TO DO
A - In the review response on CMIP6 air-quality evaluation, what advantage of CMIP6 models over regional models do the authors name?
B - Continue the review response on CMIP6 air-quality evaluation from the point where it stops.
** start of EXCERPTED PASSAGE **
Our mention of climate impacts of aerosol-radiative and aerosol-cloud interactions was also reworked to demonstrate their relevance to CMIP6 model evaluation and African climate projections.
I have some questions on the motivation of the choice of CMIP6 models for evaluating air pollution, due to their coarse resolution and relatively simplified chemical schemes. While these models are suitable for large-scale climate studies, their limitations in capturing small-scale and chemical processes critical for air quality should be explicitly acknowledged. A discussion on how model resolution and the simplified chemical schemes affects the results, and whether higher-resolution regional models like WRF-Chem might be more appropriate for certain aspects of this analysis, would further strengthen the manuscript.
Clarification has been added to acknowledge intrinsic limitations for global climate models in capturing air quality behaviour (in Section 1 - Introduction), as well as further discussion on PM2.5 results in the context of differing resolutions and chemistry schemes. However, CMIP6 models provide an opportunity to link air quality to large-scale circulation changes, which isn’t possible with regional models. They are used for air quality studies (e.g. Turnock et al., 2020, Guo et al., 2021) and our evaluation is intended to serve this community. We now include a clear statement of this aim and motivation, alongside a discussion of the relative benefits of different model types, in the Introduction.
Minor Comments:
Line 12: “well captured” is vague. Specify whether this refers to precipitation magnitude, variability, monsoon onset time, or other variables.
** end of EXCERPTED PASSAGE **
** start of LISTED RECORDS **
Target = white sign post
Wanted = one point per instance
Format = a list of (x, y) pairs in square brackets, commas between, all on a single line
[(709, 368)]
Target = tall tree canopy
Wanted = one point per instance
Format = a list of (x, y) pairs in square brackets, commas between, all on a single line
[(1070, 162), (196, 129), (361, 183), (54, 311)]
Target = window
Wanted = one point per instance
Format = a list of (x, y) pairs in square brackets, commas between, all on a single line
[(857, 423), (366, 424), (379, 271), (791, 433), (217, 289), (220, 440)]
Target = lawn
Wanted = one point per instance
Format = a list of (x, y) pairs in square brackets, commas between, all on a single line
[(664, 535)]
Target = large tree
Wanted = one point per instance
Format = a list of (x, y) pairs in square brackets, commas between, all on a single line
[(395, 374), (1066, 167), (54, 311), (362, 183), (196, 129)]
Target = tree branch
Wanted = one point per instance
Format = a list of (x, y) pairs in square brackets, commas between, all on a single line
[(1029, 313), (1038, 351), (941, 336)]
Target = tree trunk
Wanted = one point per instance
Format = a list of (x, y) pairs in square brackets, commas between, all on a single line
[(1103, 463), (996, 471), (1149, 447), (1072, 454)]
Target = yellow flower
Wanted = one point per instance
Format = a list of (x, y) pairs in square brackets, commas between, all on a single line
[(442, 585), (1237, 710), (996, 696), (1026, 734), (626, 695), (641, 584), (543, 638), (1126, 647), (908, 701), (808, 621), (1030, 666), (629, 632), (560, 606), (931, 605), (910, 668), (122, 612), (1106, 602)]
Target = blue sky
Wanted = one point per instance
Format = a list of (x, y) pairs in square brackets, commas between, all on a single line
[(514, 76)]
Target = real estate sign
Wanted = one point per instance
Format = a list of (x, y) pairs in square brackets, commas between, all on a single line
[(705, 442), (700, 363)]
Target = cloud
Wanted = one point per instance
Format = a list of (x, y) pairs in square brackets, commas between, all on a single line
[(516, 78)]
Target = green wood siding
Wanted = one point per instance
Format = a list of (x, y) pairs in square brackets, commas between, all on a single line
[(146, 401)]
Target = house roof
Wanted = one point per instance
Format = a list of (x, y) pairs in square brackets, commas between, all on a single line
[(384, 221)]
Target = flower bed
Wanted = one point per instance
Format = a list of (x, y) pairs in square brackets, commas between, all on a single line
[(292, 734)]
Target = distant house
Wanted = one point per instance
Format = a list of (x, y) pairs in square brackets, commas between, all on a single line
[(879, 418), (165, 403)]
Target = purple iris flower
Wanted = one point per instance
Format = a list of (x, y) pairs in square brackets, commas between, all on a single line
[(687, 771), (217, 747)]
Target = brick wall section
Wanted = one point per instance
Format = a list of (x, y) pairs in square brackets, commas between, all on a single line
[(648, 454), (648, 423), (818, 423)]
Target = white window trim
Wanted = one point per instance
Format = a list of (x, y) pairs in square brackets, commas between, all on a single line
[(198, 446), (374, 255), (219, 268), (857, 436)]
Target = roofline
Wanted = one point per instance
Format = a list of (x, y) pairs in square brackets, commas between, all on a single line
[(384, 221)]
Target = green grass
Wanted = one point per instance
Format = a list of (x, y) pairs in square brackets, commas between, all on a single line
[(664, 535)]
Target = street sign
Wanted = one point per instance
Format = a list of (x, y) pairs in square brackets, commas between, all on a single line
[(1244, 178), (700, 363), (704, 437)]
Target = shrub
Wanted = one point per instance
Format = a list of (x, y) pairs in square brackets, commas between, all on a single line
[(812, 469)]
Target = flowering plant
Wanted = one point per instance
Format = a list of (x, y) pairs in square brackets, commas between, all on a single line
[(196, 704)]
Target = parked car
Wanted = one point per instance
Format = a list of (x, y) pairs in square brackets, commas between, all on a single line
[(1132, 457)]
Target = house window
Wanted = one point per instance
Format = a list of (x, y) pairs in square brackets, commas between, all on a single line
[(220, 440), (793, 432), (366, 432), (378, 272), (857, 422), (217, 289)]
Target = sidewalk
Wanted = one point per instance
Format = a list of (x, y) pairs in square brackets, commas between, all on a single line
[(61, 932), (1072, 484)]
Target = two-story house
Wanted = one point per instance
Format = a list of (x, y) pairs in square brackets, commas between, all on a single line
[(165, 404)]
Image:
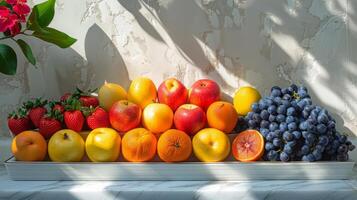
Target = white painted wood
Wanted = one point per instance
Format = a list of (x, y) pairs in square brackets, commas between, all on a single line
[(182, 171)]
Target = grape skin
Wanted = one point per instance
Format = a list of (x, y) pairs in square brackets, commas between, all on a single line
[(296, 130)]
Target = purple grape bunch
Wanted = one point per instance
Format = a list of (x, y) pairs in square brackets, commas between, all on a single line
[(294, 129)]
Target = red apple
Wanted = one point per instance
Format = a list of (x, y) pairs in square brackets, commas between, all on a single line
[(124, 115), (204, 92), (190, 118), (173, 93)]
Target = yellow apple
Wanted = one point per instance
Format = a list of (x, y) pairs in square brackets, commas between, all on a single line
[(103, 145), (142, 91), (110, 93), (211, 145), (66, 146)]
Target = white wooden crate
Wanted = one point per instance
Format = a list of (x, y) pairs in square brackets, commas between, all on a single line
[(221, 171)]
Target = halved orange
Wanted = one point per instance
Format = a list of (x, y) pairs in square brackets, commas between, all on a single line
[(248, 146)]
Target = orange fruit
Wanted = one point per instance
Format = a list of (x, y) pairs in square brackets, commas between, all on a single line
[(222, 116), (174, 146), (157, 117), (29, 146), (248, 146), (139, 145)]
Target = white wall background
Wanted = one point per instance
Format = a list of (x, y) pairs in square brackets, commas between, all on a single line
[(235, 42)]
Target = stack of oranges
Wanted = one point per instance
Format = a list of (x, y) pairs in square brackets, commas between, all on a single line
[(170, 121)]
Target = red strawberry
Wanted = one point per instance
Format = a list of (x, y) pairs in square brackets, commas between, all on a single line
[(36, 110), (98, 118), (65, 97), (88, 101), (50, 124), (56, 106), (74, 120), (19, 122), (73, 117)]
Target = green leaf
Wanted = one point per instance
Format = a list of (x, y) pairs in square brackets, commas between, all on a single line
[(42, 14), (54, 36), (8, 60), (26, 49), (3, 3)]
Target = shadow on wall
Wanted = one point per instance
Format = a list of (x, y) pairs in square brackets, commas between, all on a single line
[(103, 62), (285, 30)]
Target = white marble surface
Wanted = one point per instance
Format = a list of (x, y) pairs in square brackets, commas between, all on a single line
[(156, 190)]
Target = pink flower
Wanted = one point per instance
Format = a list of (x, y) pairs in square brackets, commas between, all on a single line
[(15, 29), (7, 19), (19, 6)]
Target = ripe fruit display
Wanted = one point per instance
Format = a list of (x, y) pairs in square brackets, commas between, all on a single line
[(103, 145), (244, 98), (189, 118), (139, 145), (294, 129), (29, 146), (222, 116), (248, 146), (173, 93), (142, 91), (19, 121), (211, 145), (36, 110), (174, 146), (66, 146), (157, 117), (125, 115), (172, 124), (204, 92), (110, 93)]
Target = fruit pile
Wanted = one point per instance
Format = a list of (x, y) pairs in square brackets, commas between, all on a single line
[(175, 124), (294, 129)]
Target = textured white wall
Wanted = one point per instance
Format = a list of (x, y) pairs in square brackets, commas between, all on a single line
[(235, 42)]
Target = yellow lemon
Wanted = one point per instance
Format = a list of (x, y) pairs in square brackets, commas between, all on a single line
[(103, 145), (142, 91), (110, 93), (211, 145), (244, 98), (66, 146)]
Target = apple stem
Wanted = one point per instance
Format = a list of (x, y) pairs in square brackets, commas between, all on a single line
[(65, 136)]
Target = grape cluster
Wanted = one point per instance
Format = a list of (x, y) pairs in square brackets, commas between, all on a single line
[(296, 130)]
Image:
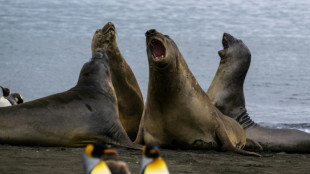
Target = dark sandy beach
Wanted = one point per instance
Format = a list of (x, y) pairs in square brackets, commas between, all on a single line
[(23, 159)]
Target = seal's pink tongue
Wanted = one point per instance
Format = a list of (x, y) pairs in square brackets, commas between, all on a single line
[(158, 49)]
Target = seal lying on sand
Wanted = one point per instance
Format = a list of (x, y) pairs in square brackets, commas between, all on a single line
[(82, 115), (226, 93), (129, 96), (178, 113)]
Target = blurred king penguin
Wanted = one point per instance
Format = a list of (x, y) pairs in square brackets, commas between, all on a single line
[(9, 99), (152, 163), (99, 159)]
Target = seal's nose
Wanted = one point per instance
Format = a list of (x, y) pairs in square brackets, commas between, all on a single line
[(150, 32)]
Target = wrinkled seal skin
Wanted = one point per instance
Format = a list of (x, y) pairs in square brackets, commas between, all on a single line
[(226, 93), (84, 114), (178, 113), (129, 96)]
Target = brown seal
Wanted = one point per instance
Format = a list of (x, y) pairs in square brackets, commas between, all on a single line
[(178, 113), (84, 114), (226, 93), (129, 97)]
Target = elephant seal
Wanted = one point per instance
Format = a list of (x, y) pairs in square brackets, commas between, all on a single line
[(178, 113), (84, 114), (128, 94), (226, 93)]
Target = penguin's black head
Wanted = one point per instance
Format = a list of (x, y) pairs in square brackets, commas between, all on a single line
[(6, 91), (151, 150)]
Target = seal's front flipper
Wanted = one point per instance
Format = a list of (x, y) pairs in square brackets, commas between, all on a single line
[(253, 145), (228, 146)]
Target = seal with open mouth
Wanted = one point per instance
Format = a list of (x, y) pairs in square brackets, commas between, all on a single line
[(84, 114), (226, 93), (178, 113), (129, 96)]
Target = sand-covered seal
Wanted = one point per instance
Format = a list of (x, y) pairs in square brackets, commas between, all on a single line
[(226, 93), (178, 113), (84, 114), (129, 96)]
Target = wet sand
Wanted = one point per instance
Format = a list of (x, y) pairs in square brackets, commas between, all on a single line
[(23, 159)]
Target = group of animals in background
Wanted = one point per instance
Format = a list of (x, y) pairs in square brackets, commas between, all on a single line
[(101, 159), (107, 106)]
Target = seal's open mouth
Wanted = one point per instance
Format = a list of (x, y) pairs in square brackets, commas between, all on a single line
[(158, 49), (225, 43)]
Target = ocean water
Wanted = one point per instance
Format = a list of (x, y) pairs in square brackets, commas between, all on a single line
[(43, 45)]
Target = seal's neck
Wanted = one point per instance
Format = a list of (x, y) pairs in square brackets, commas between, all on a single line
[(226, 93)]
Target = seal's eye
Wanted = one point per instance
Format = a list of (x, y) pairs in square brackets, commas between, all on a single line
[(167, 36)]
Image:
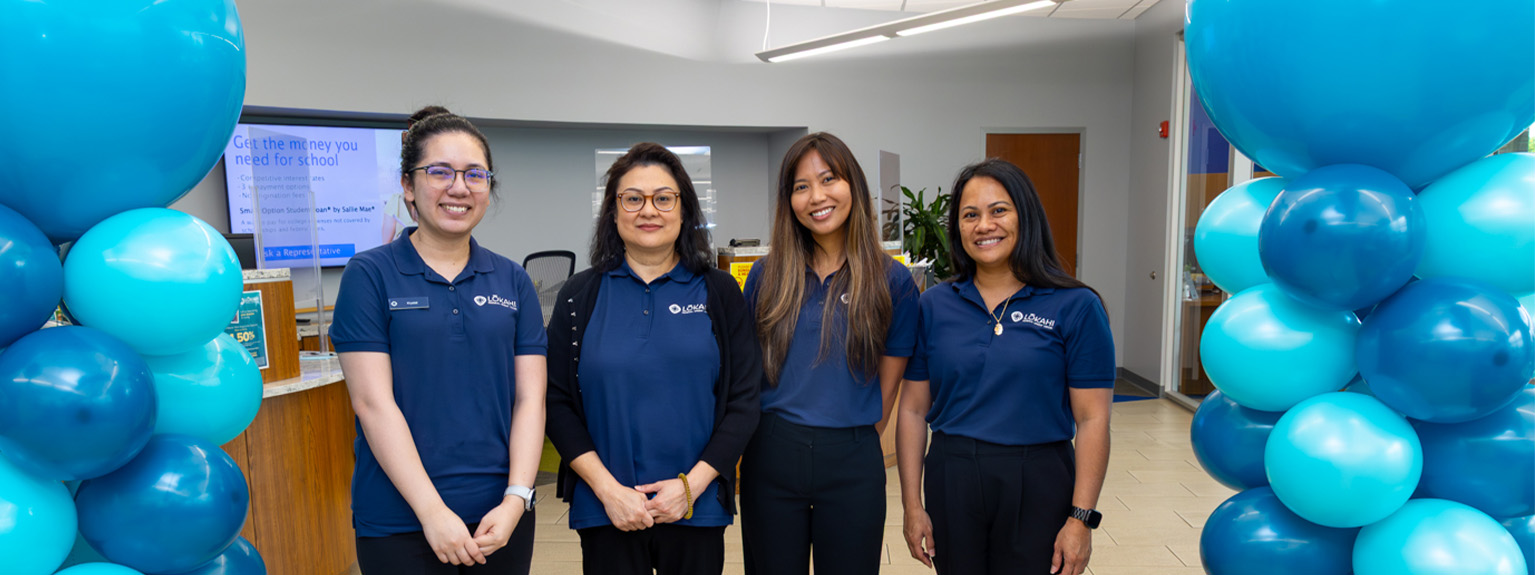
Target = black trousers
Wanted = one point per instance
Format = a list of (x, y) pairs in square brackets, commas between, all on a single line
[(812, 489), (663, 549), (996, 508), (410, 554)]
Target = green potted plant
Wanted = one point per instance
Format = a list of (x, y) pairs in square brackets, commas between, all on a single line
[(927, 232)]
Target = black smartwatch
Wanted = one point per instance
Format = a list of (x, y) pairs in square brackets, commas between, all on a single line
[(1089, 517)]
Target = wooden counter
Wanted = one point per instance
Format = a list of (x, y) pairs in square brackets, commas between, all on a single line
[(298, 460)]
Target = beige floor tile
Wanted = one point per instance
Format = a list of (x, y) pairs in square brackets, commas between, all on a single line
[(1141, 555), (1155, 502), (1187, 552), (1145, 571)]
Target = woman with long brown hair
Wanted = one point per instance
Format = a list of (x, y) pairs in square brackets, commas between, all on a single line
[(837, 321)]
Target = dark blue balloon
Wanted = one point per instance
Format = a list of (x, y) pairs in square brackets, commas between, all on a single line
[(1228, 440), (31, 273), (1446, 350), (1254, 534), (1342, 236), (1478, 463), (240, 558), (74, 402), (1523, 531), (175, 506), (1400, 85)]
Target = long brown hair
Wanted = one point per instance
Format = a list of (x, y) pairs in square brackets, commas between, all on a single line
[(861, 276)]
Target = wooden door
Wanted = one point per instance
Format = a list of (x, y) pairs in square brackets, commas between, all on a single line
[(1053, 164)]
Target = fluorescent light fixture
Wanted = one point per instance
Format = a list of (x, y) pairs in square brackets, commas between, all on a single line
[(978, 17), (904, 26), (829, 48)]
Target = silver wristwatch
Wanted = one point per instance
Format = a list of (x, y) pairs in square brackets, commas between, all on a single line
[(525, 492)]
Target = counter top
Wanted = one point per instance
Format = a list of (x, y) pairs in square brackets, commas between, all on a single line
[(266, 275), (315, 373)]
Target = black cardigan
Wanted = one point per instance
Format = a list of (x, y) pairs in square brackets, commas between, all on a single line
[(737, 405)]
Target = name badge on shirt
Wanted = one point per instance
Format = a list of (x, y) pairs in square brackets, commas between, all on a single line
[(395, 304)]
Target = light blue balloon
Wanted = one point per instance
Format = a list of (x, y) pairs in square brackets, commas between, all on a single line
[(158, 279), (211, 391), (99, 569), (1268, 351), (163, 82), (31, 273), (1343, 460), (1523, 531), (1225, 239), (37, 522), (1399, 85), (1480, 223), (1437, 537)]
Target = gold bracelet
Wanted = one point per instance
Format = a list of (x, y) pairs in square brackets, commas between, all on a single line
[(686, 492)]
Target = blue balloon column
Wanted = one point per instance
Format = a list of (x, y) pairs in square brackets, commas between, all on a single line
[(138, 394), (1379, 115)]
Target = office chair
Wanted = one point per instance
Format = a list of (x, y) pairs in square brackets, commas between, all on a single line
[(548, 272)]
** end of LISTED RECORDS **
SOLVED PROBLEMS
A - CMIP6 models make it possible to link air quality to large-scale circulation changes.

B -
Changed to ‘the magnitude and annual progression of precipitation over both monsoon regions is well captured’.
Line 18: “Africa is a region of large heterogeneity in both air quality and precipitation”, 'heterogeneity' refers to spatial heterogeneity?
‘Spatial’ added for clarity.
Line 139: Specify the time period and resolution of CAMS data.
Added.
Section 2.1.3: Specify the time period, and resolution. Also, I think the section should be 'precipitation observation and reanalysis datasets' as ERA5 is not an observational data set.
Added and changed.
Line 202: provide the definition of the acronym “ITCZ” when it is first mentioned.
Added.
Line 210: Define MMR (mass mixing ratio) as it is first time mentioned here.
Added.
Line 223: How is pattern correlation calculated? For example, convert the time-averaged 2d date into 1d and then calculate the Pearson correlation coefficient?
Yes, the data is time-averaged to 2d, then the rows are concatenated to make a 1d dataset, and the Pearson correlation coefficient is calculated. Added to the text for clarity.
Figure 2 caption: NRMSE is not defined until section 3.3.1
Definition added.
Line 293-294: The explanation is a bit simplified here. Different model schemes can produce varying dust emissions, but the situation is more complex because the dust emission is interactively calculated. For instance, even when two models employ the same dust scheme, variations in simulated meteorological conditions (e.g., wind speed, soil moisture, and atmospheric stability) can result in very different dust emissions. It would be helpful to clarify (or comment on) whether the discrepancies arise primarily from differences in the dust schemes themselves, or whether they are predominantly driven by meteorological variability across the models.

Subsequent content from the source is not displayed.